Цель задания. Верните без изменений строки данных, начиная со строки с «Consider the photo above. For each instance of the light» и до конца данных включительно.

Раздел данных.
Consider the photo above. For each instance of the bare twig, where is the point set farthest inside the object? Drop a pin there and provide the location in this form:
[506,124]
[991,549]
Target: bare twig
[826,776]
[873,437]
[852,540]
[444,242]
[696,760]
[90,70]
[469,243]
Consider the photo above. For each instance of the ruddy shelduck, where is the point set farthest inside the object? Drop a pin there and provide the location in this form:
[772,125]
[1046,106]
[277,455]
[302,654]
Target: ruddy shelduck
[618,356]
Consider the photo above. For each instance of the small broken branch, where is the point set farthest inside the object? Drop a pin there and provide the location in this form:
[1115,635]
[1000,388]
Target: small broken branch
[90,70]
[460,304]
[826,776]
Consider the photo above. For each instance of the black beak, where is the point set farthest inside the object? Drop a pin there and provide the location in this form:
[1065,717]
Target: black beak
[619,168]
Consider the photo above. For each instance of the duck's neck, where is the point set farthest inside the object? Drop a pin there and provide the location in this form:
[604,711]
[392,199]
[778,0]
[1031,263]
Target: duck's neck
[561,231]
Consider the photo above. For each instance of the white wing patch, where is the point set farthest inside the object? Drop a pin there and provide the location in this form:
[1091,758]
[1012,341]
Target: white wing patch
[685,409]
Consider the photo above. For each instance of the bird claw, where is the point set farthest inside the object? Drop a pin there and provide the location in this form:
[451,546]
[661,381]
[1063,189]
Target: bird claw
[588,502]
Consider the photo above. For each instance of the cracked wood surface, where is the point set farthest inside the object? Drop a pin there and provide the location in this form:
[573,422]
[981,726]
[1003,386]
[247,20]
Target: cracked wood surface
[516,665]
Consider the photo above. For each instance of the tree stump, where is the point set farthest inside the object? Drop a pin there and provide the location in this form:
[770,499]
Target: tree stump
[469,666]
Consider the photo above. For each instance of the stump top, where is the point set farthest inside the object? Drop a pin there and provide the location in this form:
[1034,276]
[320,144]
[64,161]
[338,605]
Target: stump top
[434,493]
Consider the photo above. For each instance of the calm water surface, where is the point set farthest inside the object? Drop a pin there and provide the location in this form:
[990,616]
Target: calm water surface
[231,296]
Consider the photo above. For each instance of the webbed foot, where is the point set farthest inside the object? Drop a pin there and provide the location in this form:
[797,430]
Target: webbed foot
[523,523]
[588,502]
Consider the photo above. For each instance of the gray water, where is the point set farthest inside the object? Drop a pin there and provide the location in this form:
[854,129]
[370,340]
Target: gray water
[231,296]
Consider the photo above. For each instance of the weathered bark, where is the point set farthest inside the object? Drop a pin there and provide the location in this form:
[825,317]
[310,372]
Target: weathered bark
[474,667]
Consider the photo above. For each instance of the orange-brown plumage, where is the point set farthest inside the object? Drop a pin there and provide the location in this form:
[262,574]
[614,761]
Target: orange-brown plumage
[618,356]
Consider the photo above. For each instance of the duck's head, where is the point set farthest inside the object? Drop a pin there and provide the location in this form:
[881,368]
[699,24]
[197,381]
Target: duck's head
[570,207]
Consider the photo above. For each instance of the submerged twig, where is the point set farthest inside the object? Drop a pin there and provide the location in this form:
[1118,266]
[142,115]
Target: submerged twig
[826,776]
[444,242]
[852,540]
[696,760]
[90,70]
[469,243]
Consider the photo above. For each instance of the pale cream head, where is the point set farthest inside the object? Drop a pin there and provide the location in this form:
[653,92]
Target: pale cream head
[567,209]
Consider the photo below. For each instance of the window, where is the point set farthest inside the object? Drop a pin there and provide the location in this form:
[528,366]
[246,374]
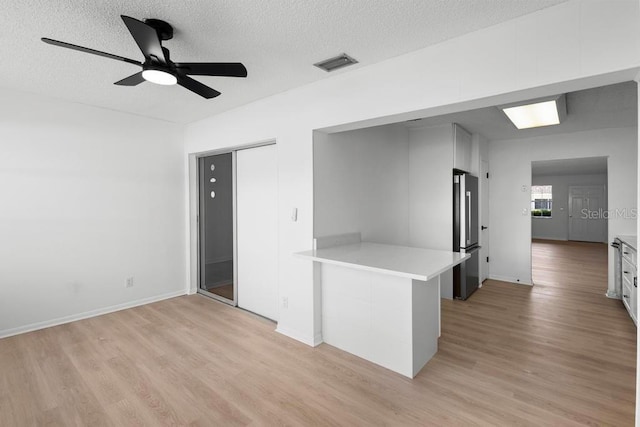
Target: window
[541,200]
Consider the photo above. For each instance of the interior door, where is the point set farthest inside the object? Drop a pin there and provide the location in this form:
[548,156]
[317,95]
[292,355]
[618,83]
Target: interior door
[484,221]
[216,227]
[257,230]
[587,213]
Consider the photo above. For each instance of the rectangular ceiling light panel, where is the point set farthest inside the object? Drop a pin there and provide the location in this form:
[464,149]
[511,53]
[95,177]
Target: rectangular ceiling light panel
[534,115]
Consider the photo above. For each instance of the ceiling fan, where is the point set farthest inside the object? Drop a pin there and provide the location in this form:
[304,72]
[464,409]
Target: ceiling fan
[157,66]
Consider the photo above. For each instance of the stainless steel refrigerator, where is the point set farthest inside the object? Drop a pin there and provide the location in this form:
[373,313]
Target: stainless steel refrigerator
[466,276]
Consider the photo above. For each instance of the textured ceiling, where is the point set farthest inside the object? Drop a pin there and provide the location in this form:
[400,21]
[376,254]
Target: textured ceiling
[277,40]
[597,108]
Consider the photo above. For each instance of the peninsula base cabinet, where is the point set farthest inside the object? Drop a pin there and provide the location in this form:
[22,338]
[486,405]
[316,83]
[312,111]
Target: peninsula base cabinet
[630,281]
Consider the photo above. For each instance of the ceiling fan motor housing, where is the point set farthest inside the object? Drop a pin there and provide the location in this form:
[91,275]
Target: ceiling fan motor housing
[164,29]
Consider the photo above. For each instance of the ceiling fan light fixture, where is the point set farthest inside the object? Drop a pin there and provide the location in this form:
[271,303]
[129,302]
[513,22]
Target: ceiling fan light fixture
[159,77]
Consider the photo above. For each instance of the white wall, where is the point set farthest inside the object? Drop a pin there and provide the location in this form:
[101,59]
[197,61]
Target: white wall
[361,184]
[510,205]
[431,187]
[556,227]
[585,44]
[431,193]
[89,197]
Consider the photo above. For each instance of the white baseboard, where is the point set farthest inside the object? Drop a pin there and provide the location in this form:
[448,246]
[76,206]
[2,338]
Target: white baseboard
[305,339]
[559,239]
[87,314]
[509,279]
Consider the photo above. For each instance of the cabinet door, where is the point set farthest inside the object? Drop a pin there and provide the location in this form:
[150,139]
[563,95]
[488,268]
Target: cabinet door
[462,148]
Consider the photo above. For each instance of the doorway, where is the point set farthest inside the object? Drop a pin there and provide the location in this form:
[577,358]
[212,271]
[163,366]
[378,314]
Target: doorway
[238,228]
[217,224]
[569,225]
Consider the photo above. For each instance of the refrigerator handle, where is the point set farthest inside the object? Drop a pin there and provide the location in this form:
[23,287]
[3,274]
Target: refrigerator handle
[468,236]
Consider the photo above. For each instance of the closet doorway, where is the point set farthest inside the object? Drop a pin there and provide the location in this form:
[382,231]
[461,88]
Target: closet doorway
[238,228]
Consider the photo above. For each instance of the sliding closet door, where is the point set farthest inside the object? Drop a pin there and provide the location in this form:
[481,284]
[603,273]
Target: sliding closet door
[216,227]
[257,230]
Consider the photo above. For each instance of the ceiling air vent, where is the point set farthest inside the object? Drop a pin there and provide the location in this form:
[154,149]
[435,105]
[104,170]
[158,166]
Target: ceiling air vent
[334,63]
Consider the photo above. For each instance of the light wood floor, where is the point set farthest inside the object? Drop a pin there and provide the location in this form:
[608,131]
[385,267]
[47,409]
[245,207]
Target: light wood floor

Ответ на задание.
Consider the photo above. For each instance of the light wood floor, where is the point set farthest inside the object? Drop a pin there and provide the location in this form:
[608,131]
[385,267]
[47,409]
[245,207]
Target: light wood floor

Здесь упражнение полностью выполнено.